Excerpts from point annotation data
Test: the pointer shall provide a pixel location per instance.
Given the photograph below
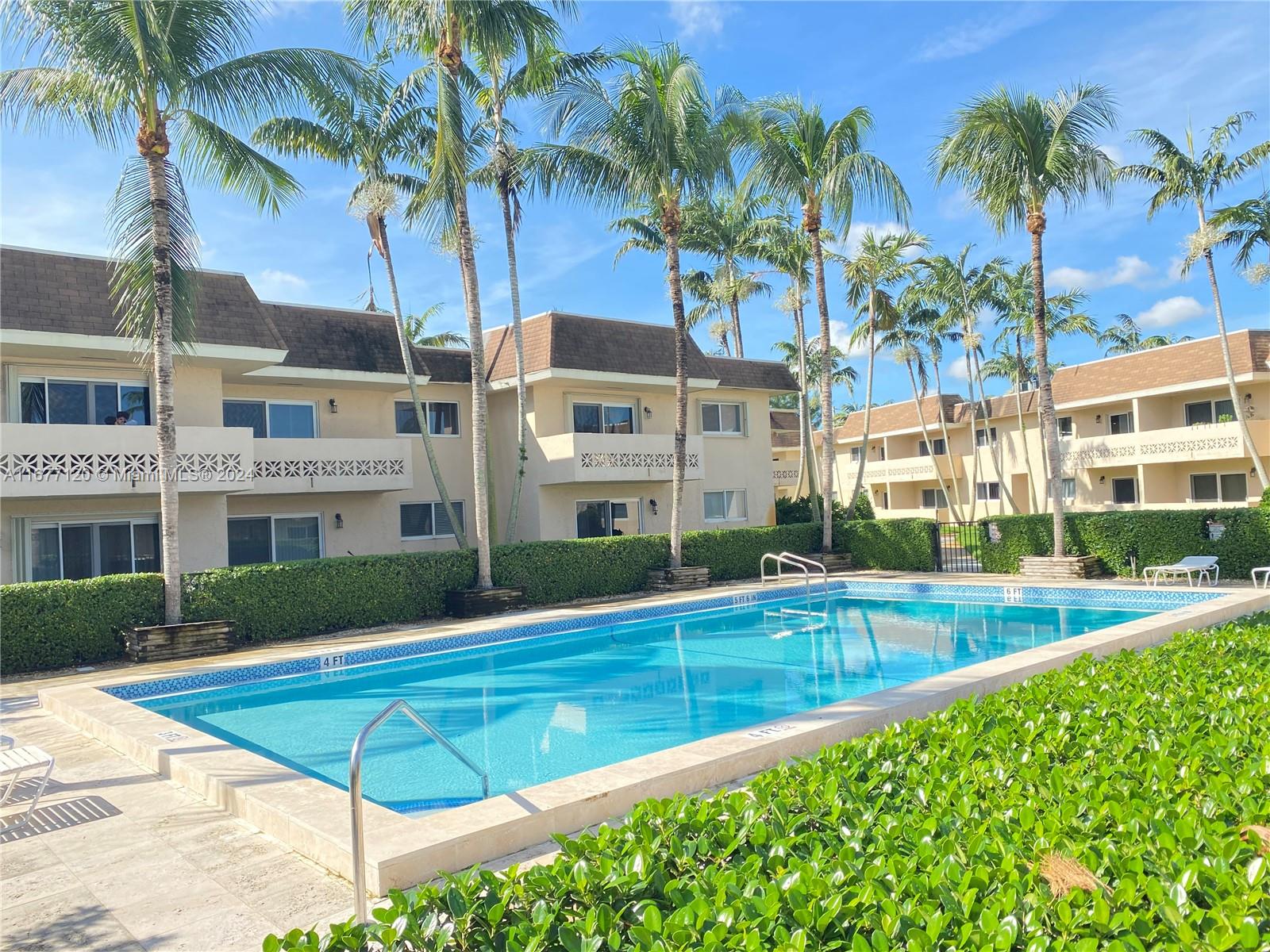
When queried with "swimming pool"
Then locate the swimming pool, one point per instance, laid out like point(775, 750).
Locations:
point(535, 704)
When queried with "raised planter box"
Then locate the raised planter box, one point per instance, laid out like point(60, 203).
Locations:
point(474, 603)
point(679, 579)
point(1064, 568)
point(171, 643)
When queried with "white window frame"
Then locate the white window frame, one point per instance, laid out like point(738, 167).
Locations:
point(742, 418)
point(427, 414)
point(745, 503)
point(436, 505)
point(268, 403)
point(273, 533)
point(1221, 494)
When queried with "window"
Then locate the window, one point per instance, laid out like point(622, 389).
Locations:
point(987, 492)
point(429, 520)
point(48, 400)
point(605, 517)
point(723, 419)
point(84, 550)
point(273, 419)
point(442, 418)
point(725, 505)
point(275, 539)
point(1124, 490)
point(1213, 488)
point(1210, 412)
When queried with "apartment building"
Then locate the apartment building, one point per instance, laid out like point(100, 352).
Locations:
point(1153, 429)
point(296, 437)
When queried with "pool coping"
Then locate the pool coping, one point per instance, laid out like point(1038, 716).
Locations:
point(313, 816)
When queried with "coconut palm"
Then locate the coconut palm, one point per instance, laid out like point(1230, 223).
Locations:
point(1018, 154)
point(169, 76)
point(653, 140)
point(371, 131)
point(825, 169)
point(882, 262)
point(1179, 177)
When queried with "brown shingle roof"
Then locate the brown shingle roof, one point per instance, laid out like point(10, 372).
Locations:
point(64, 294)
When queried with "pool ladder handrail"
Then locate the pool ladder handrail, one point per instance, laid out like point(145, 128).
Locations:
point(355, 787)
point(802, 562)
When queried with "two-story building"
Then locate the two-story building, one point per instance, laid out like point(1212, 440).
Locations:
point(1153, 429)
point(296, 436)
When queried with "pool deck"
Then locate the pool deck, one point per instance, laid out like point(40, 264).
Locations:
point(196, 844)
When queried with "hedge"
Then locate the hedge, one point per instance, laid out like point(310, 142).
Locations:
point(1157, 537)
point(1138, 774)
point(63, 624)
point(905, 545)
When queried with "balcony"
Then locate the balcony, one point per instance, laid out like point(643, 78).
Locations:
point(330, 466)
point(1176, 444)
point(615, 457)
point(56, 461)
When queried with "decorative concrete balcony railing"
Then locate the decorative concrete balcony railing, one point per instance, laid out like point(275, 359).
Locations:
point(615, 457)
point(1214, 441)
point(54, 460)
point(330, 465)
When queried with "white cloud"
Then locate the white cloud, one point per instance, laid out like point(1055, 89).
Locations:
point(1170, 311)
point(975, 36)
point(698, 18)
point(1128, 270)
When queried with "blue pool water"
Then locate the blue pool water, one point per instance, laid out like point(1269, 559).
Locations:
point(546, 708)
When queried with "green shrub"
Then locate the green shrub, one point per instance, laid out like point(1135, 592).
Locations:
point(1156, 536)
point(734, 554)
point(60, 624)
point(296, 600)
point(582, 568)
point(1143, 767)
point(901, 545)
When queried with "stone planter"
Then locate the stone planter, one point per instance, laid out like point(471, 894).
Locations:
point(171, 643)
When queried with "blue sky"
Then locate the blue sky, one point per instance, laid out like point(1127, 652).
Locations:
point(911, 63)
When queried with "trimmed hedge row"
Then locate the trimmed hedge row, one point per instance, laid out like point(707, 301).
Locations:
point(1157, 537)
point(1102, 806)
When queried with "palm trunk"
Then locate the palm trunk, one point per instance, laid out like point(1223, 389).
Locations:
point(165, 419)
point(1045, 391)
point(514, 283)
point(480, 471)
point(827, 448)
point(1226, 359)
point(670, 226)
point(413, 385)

The exercise:
Reproduce the material starting at its beginning and ending at the line containing "point(535, 704)", shifting every coordinate in the answer points by -120 while leaving the requests and their format samples unchanged. Omit the picture from your output.

Output below:
Test: the pointer shall provide a pixel location per instance.
Given the photograph below
When queried with "swimming pool"
Then locate the swimming pool, one point per instance, laid out like point(775, 750).
Locations:
point(415, 584)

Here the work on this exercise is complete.